(Collected data)
#####
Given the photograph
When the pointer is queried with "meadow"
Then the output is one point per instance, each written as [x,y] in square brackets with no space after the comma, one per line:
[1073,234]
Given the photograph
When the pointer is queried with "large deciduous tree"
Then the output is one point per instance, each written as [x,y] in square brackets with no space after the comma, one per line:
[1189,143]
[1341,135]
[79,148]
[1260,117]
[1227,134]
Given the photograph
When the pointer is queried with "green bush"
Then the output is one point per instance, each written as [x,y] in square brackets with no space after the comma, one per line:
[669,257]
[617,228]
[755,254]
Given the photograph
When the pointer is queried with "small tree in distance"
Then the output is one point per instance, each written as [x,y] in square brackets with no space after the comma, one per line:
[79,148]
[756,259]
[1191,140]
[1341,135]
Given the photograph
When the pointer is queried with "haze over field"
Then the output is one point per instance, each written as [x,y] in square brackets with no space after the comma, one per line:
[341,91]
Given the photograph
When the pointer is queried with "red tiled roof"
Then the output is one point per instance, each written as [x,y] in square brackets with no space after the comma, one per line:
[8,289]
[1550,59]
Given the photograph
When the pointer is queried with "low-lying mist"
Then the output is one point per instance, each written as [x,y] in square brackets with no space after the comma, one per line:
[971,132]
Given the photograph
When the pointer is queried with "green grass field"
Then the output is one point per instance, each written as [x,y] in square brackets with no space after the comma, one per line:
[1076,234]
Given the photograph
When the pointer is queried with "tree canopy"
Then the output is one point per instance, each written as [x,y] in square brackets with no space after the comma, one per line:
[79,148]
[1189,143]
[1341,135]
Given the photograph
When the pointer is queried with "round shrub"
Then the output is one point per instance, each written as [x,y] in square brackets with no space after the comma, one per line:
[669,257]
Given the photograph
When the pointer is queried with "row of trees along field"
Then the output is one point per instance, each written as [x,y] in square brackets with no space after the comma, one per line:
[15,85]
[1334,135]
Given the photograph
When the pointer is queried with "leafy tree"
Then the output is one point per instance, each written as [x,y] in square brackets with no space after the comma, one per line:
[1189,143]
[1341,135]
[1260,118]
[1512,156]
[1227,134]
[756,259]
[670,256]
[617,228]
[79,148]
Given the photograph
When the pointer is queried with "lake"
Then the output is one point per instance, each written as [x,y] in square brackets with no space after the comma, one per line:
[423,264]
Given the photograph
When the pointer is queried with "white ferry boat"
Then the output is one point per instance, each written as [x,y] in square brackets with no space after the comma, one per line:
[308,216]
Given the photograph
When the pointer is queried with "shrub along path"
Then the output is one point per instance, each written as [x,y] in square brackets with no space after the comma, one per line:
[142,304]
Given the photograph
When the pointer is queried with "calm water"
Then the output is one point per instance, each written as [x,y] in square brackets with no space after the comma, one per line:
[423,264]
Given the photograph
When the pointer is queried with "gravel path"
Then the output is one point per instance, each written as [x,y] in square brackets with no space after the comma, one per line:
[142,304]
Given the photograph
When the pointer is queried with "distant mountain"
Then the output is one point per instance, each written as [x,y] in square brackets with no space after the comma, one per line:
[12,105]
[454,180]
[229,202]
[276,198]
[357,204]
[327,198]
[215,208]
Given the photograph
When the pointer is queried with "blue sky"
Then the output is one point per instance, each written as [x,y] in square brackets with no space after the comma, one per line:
#####
■ Action item:
Write the data out again in full and exactly.

■ Response area:
Given the photograph
When the pointer is queried with "meadow"
Then the output is one point per instance, each written as [x,y] in square brackets with no space after the comma, one per line:
[1073,234]
Given the photograph
When the pointer is queried with "large deciduous tree"
Then the output is one point per instance, each written as [x,y] in square brackets with no space after the comma, one per line:
[1189,143]
[1341,135]
[79,148]
[1260,117]
[1227,134]
Given the photograph
When the pointer is queried with "green bush"
Then the output is one point per instance, each written as [x,y] in square brackets with no space after the comma, one per line:
[669,257]
[617,228]
[755,254]
Given the photograph
When the pointer is queried with "small tree in distance"
Then the output is one point per instance, each written as [x,y] in square brackets with no space after the comma, one per line:
[79,148]
[756,259]
[1191,140]
[1341,135]
Given the photograph
When the pointer is queried with "haze over field"
Then the output is one point per instance, each written as [x,y] in square brackets with no space after the comma, one per line:
[341,91]
Given the photograph
When the pointer is queried with "red tiled roof"
Then the output is one point per instance, each written as [x,y] in square brackets with no space after the comma, one per line:
[8,289]
[1550,59]
Given the photograph
When the pointer is queried with "low-lying mist"
Then the output is one point per instance, each written as [x,y] in square brackets with no space after the comma, one per line:
[971,132]
Given the photograph
When the pointer is queried with "green grass field"
Then the output is one point per instance, each written as [x,y] in square brackets with no space after the comma, one per line:
[1076,234]
Given the photograph
When the pointer is queried with "tree canopy"
Then the output is one point per instance, each written as [x,y] in square brackets with no space after the comma, one per line:
[79,148]
[1189,143]
[1341,135]
Given the photograph
When the pointer is queried with "round shrub"
Then the output is one point per instance, each written as [x,y] in square brackets with no space after the comma, one per line:
[669,257]
Given the photograph
When the pointer is queried with "row of trees along field"
Then the output is one point per instance, each written as [x,y] in square brackets with no space after the comma, one per line:
[15,85]
[1334,135]
Given the photograph
When the pointer is queried with "leafy tree"
Then the output is one point per instance, each written as [x,y] in square brackets with no space after the comma, one per line:
[1189,143]
[1341,135]
[1260,118]
[1512,156]
[1227,134]
[756,259]
[670,256]
[617,228]
[79,148]
Given the photograph
When the pointer is queried with "lake"
Then the output is one point per instance, each written as [x,y] in square brackets with no space after the comma, one per line:
[423,264]
Given the photograph
When the pointer is queried with "white ferry boat"
Then the output is one point per instance, each written as [x,y] in square brackets with no space after the comma, one per line:
[308,216]
Given the photograph
When the pointer is queried with "shrub along path"
Then the output is one point per instance, each written as [x,y] in square brackets with no space after the comma, one per line:
[142,304]
Given the photograph
When the pointer is queried with "calm water"
Then the output is one point per instance, each written as [x,y] in square brackets with no space after the comma, one per line:
[423,264]
Given the photograph
When the pointer is queried with "gravel path"
Then the output is one point per instance, each written as [x,y] in square brackets with no space after the comma, one per line:
[142,304]
Given the photograph
When the pointer is queried with "distant mountain"
Then the output is one point per instance, each written as [x,y] in square brackets with no space after the comma, one per line:
[12,105]
[454,180]
[229,202]
[276,198]
[357,204]
[327,198]
[215,208]
Given the photograph
When the pointer is queried with "blue sky"
Then the output is one point per instance, each written as [x,y] in square brackets with no space after the comma, one per line:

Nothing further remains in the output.